> **Materials provided**:
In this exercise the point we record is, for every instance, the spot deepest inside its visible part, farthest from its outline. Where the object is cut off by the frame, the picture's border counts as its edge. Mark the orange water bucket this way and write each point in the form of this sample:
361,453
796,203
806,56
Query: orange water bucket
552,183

> **What to work on**: The whole listing above is to be restated word for word.

> **Written answer**:
In this exercise the point we record is, for every instance, the spot deepest inside its visible part, farthest from its outline. Where the object is cut off by the frame, the picture's border counts as its edge. Mark the orange water bucket this way and write each point in the form of this sample:
361,453
796,203
806,56
Query: orange water bucket
552,183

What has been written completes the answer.